**Work request:**
Give again every line from the one with "pixel 648 180" through the last line of the data, exactly, and leave out the lines before it.

*** Data to use ***

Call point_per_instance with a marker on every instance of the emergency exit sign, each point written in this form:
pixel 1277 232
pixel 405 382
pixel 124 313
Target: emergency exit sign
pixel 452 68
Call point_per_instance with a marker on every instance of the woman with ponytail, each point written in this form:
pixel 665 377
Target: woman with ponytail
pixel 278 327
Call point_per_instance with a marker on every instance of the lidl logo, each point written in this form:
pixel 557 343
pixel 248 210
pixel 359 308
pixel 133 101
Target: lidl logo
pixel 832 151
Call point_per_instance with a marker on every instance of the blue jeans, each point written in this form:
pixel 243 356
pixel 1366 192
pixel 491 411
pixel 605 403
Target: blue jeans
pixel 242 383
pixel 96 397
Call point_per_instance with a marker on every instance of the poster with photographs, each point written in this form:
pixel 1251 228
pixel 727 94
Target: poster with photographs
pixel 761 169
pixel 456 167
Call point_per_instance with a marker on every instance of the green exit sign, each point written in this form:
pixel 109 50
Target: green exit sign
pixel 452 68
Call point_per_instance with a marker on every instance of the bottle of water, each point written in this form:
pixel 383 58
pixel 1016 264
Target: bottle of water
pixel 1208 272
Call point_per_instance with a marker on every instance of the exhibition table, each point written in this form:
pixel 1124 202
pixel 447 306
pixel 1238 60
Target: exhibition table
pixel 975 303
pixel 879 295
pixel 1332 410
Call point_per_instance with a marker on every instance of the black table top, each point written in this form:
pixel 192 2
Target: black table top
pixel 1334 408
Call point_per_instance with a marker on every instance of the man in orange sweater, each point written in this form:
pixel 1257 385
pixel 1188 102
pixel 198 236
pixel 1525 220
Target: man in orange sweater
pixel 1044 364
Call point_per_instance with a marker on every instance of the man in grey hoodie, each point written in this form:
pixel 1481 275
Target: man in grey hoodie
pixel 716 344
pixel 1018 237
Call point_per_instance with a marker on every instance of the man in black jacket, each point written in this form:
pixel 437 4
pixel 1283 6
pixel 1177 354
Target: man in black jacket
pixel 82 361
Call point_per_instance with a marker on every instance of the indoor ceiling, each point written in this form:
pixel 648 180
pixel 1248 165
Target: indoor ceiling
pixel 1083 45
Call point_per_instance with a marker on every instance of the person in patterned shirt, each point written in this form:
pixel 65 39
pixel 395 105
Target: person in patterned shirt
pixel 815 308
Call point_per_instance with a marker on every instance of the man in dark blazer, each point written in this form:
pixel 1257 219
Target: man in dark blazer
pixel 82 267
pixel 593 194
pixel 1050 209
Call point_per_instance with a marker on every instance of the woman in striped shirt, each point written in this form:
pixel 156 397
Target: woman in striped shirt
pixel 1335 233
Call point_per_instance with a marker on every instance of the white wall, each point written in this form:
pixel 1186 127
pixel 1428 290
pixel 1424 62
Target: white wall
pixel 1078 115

*** End of Data to use ***

**Task output:**
pixel 648 180
pixel 1248 165
Target: indoor ceiling
pixel 1083 45
Call point_per_instance with a marker on every instance of the person in patterned shirt, each point written in this form:
pixel 65 39
pixel 395 105
Target: person in patterned shirt
pixel 815 308
Call point_per_instance with a marker on every instance of the man in dark blazer, each point written in this form:
pixel 1257 219
Target: man in dark blazer
pixel 82 267
pixel 593 194
pixel 1050 209
Call point_per_instance with a marker on every instance of the woman in striped shirt, each point written in this form:
pixel 156 397
Target: woman in striped shirt
pixel 1335 233
Call point_per_instance with a marker on every instance of the white wall, each point written in this form:
pixel 1186 127
pixel 1428 290
pixel 1424 62
Target: white wall
pixel 1078 115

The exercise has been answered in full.